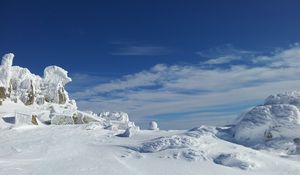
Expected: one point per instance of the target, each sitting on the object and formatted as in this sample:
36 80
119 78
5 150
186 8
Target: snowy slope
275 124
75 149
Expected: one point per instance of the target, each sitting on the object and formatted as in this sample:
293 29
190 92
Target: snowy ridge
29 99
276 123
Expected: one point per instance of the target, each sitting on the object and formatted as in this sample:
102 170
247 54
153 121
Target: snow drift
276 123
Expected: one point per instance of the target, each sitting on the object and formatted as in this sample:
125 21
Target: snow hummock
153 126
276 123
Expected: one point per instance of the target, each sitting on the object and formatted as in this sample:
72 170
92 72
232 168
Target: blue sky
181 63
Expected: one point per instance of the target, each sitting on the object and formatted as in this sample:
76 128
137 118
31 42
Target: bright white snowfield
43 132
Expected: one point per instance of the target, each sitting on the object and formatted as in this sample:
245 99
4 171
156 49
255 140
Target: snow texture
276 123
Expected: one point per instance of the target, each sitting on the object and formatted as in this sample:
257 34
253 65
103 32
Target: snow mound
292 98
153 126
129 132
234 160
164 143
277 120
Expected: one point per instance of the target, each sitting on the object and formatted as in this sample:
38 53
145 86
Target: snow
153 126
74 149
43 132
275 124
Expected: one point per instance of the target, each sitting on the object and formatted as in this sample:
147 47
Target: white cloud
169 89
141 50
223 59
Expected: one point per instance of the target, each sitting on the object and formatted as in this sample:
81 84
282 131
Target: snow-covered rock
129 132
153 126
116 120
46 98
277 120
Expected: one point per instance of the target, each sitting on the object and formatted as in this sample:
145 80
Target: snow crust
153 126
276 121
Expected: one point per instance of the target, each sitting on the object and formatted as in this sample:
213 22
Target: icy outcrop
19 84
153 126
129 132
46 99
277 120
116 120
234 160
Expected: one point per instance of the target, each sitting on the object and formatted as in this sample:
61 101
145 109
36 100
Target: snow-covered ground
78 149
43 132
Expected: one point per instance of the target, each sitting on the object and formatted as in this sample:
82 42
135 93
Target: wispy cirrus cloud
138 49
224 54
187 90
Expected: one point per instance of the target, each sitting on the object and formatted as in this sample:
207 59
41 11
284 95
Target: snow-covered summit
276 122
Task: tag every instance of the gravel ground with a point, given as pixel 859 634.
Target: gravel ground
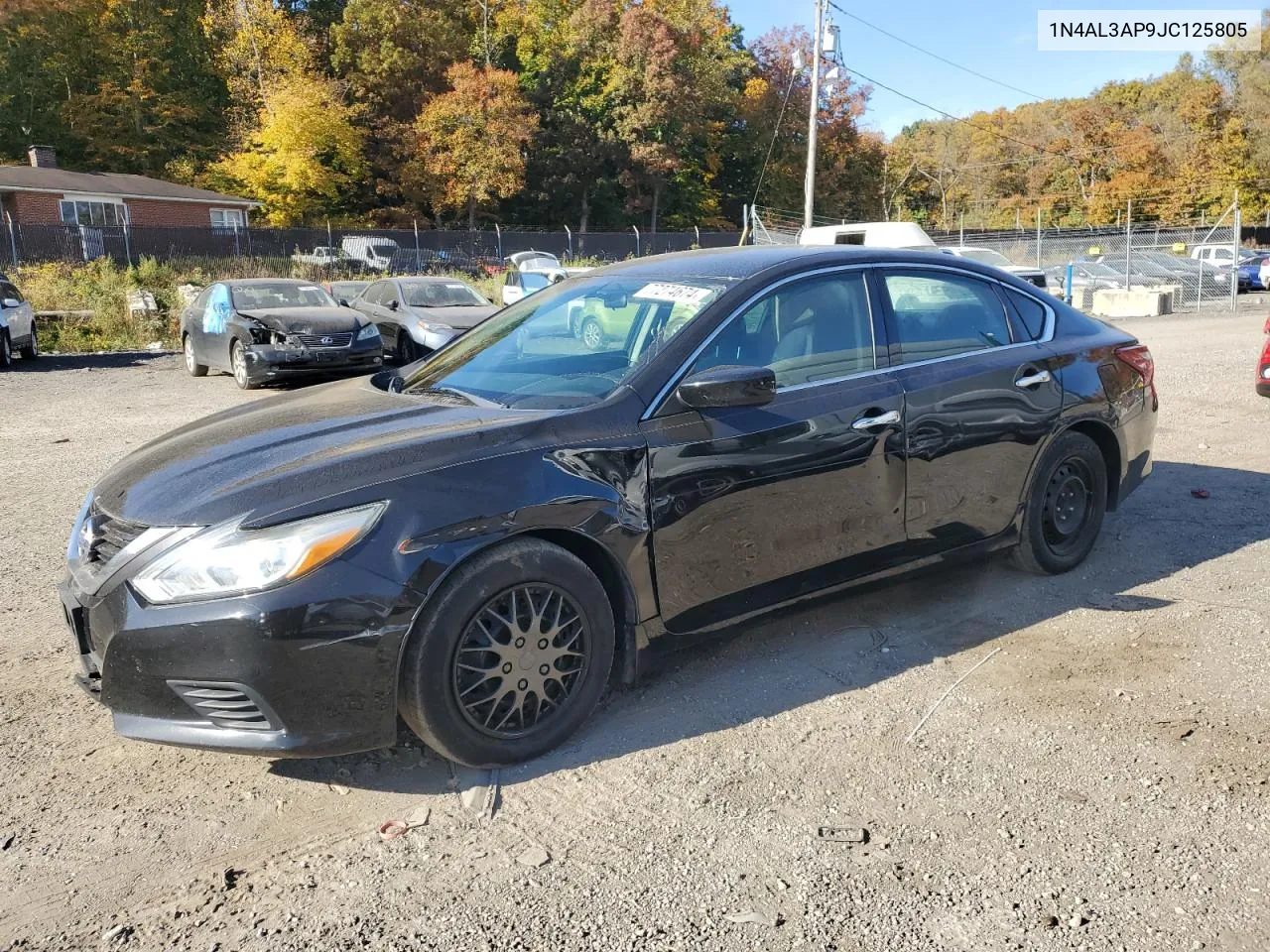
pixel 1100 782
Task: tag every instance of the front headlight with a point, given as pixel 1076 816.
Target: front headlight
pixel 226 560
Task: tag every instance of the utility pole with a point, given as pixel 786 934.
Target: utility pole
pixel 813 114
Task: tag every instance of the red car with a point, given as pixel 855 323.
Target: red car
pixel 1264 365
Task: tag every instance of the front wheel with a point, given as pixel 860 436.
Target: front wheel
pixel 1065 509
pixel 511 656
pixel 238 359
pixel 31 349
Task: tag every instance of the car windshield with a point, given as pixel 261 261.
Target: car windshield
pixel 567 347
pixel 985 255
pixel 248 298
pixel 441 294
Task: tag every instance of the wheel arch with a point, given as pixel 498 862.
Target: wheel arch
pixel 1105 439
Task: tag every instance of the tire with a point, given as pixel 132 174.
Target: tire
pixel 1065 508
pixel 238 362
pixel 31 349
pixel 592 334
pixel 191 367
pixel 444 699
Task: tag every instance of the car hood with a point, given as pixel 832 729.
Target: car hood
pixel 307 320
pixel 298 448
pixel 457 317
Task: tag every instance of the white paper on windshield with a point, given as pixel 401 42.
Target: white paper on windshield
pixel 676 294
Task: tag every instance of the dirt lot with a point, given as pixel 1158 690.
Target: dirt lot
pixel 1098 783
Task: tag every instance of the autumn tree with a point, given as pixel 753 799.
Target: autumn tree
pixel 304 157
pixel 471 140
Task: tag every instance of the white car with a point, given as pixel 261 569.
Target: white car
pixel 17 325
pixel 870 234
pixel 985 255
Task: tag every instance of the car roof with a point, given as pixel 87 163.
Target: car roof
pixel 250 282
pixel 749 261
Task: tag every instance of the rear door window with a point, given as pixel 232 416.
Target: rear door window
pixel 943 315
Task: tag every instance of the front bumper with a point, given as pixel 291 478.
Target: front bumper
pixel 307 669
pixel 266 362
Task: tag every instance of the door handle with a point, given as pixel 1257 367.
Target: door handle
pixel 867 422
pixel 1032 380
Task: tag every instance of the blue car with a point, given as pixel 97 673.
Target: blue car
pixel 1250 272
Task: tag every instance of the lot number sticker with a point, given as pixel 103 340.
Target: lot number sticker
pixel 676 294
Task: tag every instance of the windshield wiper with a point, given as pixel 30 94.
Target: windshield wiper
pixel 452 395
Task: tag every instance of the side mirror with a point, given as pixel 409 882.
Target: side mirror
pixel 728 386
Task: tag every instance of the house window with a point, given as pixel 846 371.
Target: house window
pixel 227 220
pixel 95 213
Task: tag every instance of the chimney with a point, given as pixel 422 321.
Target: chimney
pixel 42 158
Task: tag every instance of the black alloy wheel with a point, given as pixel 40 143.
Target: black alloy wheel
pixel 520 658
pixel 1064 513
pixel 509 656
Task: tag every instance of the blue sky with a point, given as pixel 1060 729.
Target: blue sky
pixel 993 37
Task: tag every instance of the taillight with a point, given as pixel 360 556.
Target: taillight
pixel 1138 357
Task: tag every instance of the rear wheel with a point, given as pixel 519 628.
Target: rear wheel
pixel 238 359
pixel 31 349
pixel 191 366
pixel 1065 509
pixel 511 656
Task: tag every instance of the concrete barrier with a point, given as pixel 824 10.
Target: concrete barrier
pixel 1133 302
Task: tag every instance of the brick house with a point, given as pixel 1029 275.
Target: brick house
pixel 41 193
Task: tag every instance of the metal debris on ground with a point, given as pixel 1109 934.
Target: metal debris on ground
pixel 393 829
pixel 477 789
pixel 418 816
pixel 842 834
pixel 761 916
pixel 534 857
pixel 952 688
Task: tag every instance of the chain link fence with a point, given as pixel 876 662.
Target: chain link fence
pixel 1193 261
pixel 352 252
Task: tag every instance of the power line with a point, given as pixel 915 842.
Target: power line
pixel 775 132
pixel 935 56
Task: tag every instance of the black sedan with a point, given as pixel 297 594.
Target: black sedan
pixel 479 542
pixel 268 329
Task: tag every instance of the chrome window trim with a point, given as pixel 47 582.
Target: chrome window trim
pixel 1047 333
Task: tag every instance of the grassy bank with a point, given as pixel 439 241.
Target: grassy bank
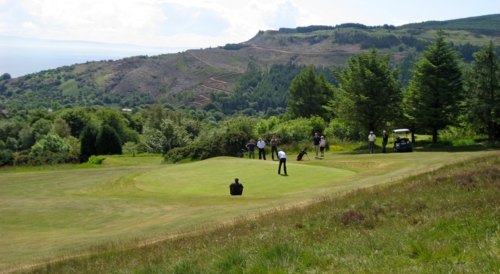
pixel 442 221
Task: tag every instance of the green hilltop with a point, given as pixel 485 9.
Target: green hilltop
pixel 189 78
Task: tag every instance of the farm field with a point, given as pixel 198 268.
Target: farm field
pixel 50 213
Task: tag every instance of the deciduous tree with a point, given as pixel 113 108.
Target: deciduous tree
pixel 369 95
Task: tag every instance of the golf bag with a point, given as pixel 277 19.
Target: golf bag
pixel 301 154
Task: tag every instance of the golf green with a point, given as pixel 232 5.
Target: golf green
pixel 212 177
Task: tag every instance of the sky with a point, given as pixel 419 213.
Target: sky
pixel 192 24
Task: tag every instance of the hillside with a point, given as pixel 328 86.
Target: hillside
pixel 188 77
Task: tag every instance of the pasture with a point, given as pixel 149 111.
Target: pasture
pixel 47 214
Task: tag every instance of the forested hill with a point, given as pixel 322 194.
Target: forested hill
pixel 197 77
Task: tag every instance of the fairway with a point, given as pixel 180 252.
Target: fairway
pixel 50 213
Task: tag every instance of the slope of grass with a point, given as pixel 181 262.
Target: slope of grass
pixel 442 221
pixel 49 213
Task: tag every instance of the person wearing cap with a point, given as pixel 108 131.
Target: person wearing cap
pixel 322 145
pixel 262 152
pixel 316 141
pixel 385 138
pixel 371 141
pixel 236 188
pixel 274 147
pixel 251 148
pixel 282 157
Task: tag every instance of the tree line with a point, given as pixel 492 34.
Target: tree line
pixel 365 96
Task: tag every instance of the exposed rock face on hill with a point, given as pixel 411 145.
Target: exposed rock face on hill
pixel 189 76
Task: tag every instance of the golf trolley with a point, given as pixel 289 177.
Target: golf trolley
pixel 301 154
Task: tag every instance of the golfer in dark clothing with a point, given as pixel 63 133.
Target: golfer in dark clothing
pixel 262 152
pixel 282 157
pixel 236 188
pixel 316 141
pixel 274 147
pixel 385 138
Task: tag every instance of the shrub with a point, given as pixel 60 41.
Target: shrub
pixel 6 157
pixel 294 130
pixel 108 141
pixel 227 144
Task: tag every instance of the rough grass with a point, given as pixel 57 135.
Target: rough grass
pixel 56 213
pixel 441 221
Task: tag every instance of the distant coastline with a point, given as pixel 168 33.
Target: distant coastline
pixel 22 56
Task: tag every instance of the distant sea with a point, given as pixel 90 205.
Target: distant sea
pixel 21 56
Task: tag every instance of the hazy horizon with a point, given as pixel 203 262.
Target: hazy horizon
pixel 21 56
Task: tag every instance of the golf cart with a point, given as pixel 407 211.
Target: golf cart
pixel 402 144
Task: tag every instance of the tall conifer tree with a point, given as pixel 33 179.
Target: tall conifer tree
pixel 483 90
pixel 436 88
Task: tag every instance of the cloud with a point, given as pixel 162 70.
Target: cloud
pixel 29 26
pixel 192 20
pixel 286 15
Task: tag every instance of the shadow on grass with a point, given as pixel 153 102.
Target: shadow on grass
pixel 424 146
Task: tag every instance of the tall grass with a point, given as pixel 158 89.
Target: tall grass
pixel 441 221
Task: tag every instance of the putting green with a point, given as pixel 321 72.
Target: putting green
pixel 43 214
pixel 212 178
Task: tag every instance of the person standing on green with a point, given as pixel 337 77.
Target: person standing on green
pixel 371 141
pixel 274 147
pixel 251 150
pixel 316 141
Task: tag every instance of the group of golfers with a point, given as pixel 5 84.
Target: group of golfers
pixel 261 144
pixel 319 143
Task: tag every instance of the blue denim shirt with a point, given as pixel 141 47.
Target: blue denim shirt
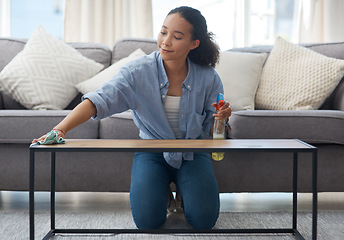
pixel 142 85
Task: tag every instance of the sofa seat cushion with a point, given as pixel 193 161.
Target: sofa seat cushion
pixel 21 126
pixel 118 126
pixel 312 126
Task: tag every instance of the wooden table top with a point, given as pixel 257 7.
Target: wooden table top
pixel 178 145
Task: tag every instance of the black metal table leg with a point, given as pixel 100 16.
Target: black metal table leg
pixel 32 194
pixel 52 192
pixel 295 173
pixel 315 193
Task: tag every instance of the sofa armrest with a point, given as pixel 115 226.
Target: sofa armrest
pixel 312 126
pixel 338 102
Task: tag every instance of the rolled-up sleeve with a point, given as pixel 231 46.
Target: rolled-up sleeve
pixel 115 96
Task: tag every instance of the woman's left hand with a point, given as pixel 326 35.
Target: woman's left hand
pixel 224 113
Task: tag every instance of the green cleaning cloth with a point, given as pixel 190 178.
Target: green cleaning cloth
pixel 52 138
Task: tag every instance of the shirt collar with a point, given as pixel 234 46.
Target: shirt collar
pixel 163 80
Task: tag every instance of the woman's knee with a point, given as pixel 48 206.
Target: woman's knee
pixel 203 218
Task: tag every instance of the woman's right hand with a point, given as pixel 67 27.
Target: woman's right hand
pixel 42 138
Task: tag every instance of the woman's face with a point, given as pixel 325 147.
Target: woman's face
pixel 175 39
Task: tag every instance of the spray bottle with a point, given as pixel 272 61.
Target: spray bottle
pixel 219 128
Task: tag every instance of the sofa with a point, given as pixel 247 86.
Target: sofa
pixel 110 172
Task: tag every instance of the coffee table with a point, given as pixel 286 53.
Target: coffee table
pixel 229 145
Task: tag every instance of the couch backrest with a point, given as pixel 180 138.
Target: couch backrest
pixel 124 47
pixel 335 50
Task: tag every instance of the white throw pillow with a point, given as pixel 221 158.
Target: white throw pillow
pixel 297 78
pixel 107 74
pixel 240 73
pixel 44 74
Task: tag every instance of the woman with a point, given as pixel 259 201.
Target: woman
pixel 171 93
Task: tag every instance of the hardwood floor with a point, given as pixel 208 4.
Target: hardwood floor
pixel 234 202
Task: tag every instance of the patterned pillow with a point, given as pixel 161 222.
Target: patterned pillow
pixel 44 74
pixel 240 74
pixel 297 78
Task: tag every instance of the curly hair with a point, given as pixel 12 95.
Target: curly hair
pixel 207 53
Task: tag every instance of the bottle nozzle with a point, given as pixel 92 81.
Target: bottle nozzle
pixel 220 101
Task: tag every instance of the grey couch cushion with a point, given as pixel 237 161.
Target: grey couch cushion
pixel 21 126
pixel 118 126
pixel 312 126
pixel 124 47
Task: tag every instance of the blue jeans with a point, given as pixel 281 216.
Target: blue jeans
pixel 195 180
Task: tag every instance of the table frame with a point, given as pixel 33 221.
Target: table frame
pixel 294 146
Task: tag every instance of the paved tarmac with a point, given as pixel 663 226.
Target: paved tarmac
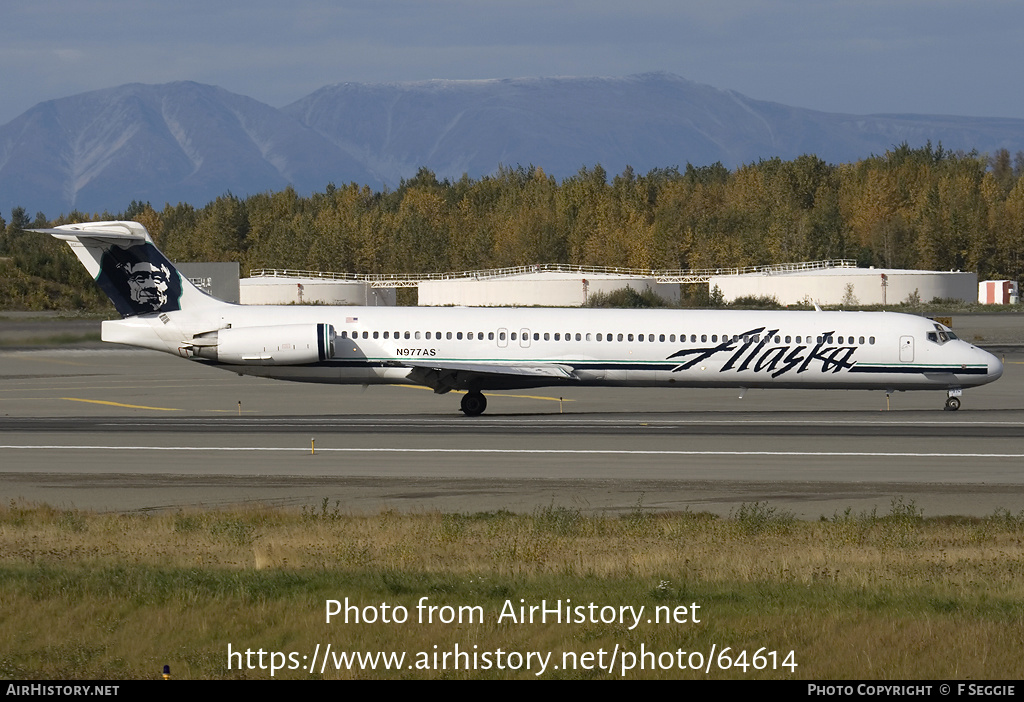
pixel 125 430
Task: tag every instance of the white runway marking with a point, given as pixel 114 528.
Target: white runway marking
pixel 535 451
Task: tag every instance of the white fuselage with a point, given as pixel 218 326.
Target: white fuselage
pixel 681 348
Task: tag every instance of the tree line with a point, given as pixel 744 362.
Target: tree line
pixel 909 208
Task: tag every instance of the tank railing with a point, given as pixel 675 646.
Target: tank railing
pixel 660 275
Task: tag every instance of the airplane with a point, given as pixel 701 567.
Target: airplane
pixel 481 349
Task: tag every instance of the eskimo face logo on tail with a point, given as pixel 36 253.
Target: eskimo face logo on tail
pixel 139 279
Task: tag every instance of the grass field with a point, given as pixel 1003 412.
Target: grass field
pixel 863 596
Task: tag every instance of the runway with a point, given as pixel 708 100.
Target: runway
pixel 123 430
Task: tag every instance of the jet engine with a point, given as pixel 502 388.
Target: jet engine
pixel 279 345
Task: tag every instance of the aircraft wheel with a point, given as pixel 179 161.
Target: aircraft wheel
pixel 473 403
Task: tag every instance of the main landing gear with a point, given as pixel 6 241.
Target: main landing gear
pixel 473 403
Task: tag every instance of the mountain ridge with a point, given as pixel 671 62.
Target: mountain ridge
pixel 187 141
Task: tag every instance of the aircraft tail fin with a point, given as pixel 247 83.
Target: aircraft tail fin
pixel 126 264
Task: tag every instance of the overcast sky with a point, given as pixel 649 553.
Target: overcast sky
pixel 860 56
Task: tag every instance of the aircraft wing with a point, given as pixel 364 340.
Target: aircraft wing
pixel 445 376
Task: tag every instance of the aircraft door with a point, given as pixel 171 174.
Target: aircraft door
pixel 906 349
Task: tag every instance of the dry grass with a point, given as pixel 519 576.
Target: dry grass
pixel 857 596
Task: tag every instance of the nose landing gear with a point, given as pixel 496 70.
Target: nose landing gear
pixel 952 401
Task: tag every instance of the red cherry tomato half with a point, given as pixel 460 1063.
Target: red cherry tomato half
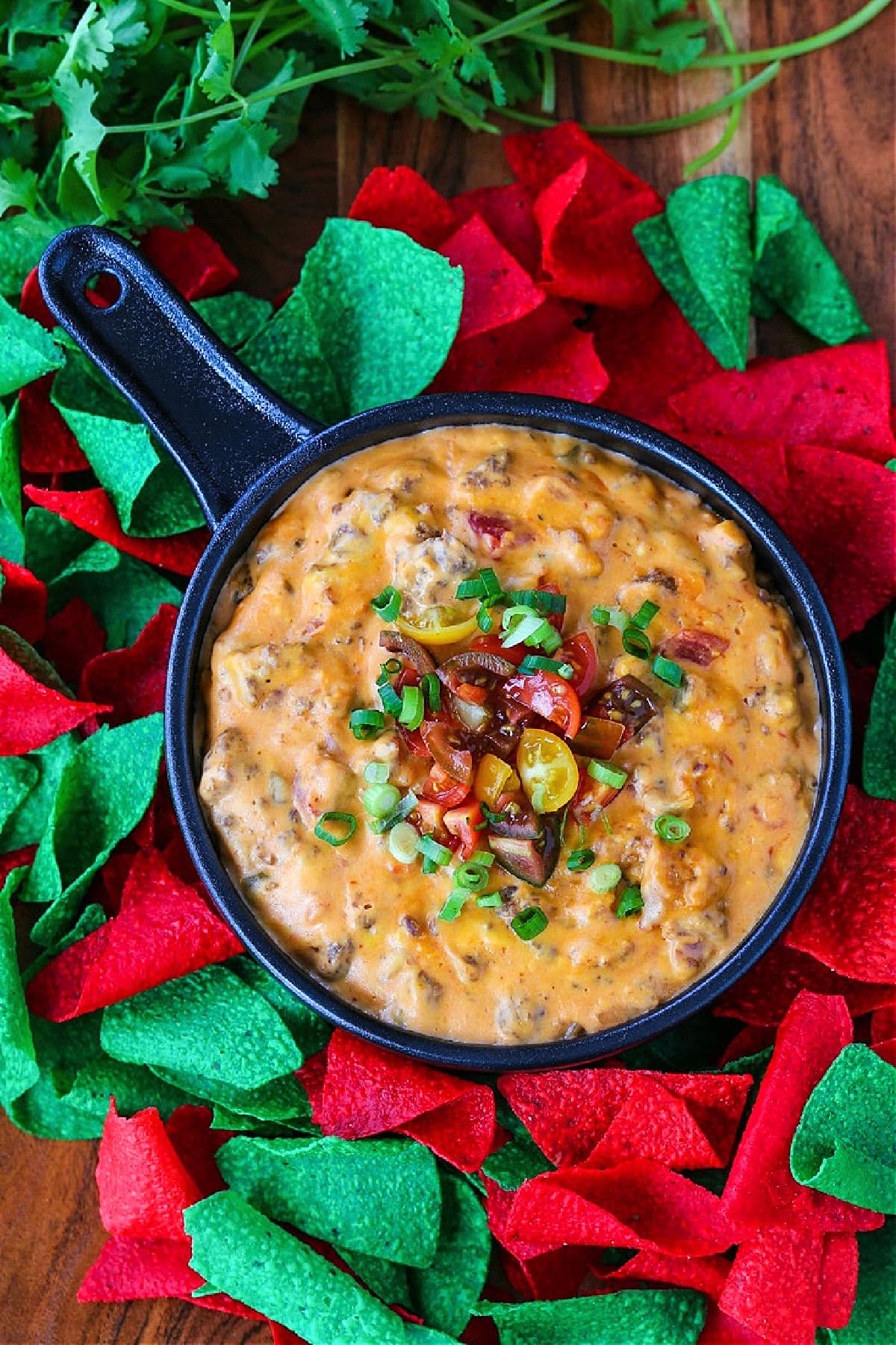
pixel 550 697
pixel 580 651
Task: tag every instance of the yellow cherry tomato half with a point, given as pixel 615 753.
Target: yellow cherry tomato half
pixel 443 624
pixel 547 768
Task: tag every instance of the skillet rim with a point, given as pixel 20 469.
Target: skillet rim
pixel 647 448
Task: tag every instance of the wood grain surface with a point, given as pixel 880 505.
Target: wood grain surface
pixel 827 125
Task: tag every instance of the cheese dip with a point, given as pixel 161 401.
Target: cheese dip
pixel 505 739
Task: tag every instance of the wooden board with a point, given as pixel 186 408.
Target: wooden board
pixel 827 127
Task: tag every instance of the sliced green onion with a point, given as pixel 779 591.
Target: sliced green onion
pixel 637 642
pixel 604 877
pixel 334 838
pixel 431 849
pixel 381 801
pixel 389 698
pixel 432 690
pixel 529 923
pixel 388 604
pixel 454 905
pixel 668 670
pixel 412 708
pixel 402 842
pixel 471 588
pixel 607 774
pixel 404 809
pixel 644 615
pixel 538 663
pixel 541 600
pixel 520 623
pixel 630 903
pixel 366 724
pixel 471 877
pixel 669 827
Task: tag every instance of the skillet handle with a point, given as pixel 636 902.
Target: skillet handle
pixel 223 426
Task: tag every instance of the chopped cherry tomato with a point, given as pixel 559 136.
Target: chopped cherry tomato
.....
PROBLEM REQUIREMENTS — An exact copy is needed of the stretch above that opens with the line containing "Task: tag every instance of the bottle" and closes with the line containing "Task: tag every instance of the overcast"; the pictures are not part of it.

OUTPUT OF THE TASK —
Task: tag every instance of the bottle nozzle with a point, given as pixel 92 81.
Target: bottle nozzle
pixel 220 101
Task: tag every instance of the grey couch cushion with a point, given as pixel 237 161.
Target: grey couch cushion
pixel 21 126
pixel 118 126
pixel 312 126
pixel 124 47
Task: tag every instance of the blue jeans with a point, given as pixel 281 216.
Target: blue jeans
pixel 195 180
Task: tag every instance of the table frame with a point, given as pixel 33 221.
Target: table frame
pixel 294 146
Task: tag every instance of the paved tarmac with a point, given as pixel 663 226.
Target: paved tarmac
pixel 125 430
Task: tag every instance of the white runway marking with a point, given as pixel 114 528.
Target: white runway marking
pixel 535 451
Task: tag every instance of the white fuselage with a point, given as pixel 218 326.
Target: white fuselage
pixel 681 348
Task: tag every instance of the tree line with a point, given as pixel 744 362.
Target: tree line
pixel 909 208
Task: tag every instance of the tank railing with a point, given as pixel 675 646.
Target: tank railing
pixel 660 275
Task: tag every instance of the airplane with a point, given as pixel 701 567.
Target: airplane
pixel 481 349
Task: tag every instance of the eskimo face logo on tail with a point, given as pixel 36 253.
Target: eskimo face logo on tail
pixel 139 279
Task: tag every instance of the grass field with a point, given as pixel 1003 412.
Target: grass field
pixel 863 596
Task: tag every instance of the runway with a point, given as pixel 708 100.
Target: runway
pixel 123 430
Task: tag every instance of the jet engine with a point, given as pixel 502 388.
Target: jet engine
pixel 279 345
Task: tag every instance of the aircraft wheel with a point, given as pixel 179 161.
Target: aircraft wheel
pixel 473 403
Task: tag every instance of the main landing gear with a point, given as pixel 6 241.
Target: main landing gear
pixel 473 403
Task: tag every instance of the mountain ridge with a point, given as pixel 671 62.
Target: mountain ridge
pixel 187 141
Task: tag every instance of the aircraft tail fin with a point, given as pixel 247 83.
Target: aircraft tail fin
pixel 126 264
Task: tag every instance of the overcast sky with a point, given as pixel 649 553.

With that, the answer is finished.